- _Short task 1_
Please read the passage on event codes in MNE: what format is the raw_filt data file in?

- _Passage to read_
▼

Lab Streaming Layer (LSL)

A modern replacement for TTL signals is the Lab Streaming Layer (LSL), which is a software-based system for sending event codes and other data between computers. LSL involves one computer running an LSL server application, which other computers (or processes on the same computer) send data to via a network connection. LSL has a sophisticated way of synchronizing timing between multiple computers, which allows for good temporal precision. Besides not requiring computers that have parallel ports, LSL can aggregate data streams from a variety of sources, including stimulus presentation software, EEG and fNIRS systems, eye trackers, motion capture systems, and more. In the present data sets we use TTL codes, however MNE supports LSL and the processes demonstrated here are similar for LSL data.

The Event Dictionary#

When MNE reads the event codes from a raw data file, it does a step that isn’t always intuitive. Event codes in raw data files can take a variety of forms, depending on the software that was used to record the data. MNE searches through the raw data, and finds each unique event code (keeping in mind that event codes typically indicate a category of stimuli, or experimental condition, not the identity of individual stimuli or trials). MNE treats the event codes as strings, even if they are all numeric. MNE then assigns each unique event code an integer value. This mapping between original event codes and integers is stored in a dictionary called events_dict:

{'Comment/actiCAP Data On': 1,
 'New Segment/': 2,
 'Stimulus/S  1': 3,
 'Stimulus/S  2': 4,
 'Stimulus/S  3': 5,
 'Stimulus/S  4': 6,
 'Stimulus/S  5': 7,
 'Stimulus/S  7': 8,
 'Stimulus/S101': 9,
 'Stimulus/S102': 10,
 'Stimulus/S111': 11,
 'Stimulus/S112': 12,
 'Stimulus/S201': 13,
 'Stimulus/S202': 14,
 'Stimulus/S211': 15,
 'Stimulus/S212': 16}

In the above dictionary, the original event codes are the dictionary keys (on the left of the colons). You can see that the first two entries are not of experimental interest, but simply note the start of recording. The other event codes were originally numeric, but the recording software pre-pended Stimulus/S to the start of each one. MNE has simply matched each one to an integer, so the event codes used in MNE don’t match the original event codes. This is why events_dict is critical to ensuring that you map the right event codes to the each event of experimental interest. Another step is required, though, because we need a way of mapping from the the codes that MNE is using in the data, to the labels for the events that make sense to us in terms of the experiment (e.g., different stimulus types, response onsets, etc.).

How MNE Interprets Event Codes#

There is actually a workaround for this. In the present case, we imported the filtered data that we created in a previous lesson. If instead we had applied mne.events_from_annotations() to the original raw data file, MNE would be able to parse the event codes, and will assign them the same integer values that they had in the original data file. This is because the original data file was in the BrainVision format, which stores the event codes in a way that MNE can read. However, if you apply mne.events_from_annotations() to the raw_filt data file, MNE will not be able to parse the event codes, because the data file is in the .fif format, which stores the event codes differently. In this case, MNE will assign new integer values to the event codes, starting at 1 for the first event code it finds in the file, as we see here.

▲

- _Record excerpts_
▼

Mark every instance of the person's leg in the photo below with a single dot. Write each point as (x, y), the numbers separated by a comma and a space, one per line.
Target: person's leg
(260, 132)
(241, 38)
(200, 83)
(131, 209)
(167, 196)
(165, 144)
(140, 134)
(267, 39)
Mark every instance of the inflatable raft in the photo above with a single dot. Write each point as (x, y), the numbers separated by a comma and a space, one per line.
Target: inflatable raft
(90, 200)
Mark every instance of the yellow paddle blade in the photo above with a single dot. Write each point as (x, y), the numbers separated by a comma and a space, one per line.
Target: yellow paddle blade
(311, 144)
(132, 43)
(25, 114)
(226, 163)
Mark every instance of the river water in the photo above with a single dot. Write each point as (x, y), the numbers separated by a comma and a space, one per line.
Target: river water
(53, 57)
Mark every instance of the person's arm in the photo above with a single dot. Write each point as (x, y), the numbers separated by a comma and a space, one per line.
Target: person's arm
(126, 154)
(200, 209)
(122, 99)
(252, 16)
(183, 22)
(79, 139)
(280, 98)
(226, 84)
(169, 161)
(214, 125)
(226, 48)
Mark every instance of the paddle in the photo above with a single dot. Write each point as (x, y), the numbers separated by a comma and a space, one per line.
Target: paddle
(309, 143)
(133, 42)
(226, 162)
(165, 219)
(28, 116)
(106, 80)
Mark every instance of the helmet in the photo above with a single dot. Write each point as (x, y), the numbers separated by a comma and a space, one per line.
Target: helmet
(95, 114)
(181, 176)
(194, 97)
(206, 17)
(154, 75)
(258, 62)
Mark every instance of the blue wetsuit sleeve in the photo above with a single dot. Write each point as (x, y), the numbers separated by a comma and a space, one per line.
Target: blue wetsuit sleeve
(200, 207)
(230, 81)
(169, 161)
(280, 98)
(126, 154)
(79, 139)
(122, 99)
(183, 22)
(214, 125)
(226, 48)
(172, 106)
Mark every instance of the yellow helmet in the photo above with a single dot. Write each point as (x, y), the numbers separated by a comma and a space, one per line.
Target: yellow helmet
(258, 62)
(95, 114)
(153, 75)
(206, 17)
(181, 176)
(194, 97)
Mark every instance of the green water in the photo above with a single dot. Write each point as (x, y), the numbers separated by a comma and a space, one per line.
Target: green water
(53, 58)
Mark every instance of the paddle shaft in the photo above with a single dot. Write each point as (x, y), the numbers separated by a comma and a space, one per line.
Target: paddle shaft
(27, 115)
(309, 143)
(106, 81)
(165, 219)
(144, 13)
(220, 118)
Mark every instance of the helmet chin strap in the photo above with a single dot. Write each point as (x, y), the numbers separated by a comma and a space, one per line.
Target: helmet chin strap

▲
▼

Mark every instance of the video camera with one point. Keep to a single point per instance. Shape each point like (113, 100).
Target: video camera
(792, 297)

▲

- _Short task 2_
Extract every line from the rows above that contains the string "raft", matching case exactly.

- _Written reply 1_
The .fif format.

- _Written reply 2_
Mark every instance of the inflatable raft in the photo above with a single dot. Write each point as (x, y), the numbers separated by a comma and a space, one per line.
Target: inflatable raft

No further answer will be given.